■ SHORT PROBLEM
Copy out the stretch of the material from the line containing "tarsus, then report the bounding box." through the end, with every line unchanged.

■ Raw records
::::::::

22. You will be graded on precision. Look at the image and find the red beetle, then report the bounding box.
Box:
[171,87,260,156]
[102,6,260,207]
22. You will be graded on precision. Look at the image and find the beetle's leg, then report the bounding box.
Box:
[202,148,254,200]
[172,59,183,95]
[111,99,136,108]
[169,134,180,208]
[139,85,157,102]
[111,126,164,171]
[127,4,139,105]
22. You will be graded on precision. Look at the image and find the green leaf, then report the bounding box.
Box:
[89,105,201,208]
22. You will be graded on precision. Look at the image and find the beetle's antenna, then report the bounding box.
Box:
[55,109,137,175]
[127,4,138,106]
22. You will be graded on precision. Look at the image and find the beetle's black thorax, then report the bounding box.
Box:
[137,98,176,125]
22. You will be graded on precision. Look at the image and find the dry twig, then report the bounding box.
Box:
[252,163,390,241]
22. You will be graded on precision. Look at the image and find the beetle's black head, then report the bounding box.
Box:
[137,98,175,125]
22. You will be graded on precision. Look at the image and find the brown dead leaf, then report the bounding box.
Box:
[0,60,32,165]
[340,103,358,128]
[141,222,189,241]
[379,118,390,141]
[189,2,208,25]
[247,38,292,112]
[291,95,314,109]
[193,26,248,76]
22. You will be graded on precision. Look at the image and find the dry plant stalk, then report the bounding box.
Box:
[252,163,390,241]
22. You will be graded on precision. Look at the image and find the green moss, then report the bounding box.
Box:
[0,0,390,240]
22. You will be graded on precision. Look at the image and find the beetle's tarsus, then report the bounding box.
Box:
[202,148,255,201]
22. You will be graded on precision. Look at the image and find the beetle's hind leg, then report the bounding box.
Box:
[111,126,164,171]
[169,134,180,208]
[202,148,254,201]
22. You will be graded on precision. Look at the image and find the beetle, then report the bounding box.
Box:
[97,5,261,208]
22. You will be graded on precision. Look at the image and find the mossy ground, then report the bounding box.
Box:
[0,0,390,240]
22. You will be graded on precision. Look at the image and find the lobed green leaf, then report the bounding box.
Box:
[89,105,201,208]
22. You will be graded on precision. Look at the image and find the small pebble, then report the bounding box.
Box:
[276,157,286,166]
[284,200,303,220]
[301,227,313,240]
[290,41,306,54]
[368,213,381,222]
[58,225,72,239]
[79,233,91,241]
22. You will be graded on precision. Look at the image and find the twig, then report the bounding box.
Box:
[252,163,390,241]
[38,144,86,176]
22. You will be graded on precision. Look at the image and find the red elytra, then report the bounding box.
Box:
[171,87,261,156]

::::::::

■ WRITTEN SOLUTION
22. You will be graded on precision. Look at the image and find the beetle's tarsus, then report the bounding box.
Box:
[202,148,255,201]
22. You will be graded on precision. Look at the image and find the beetle's hind leg, then report the bounding box.
Box:
[111,126,164,171]
[169,134,180,208]
[202,148,254,201]
22. You will be graded on precision. Look at the image and find the beetle, then report the bounding box.
Box:
[97,5,261,208]
22. You will be graded on precision. Look at the image and find the mossy ground, then report the bounding box.
Box:
[0,0,390,240]
22. You will be graded on precision. Look at the image and find the lobed green leaf, then report the bounding box.
Box:
[89,105,201,208]
22. You will be graded on precision. Look at the image and find the small pebble, then report the bounding box.
Box:
[276,157,286,166]
[284,200,303,220]
[301,227,313,240]
[290,41,306,54]
[368,213,381,222]
[58,225,72,239]
[79,233,91,241]
22. You will be graded on precision. Look at the image and find the twig, then report the bounding box.
Box:
[252,163,390,241]
[38,144,86,176]
22. You will be graded on precision. Look at the image and find the red elytra, then report the bounding box.
Box:
[171,87,261,156]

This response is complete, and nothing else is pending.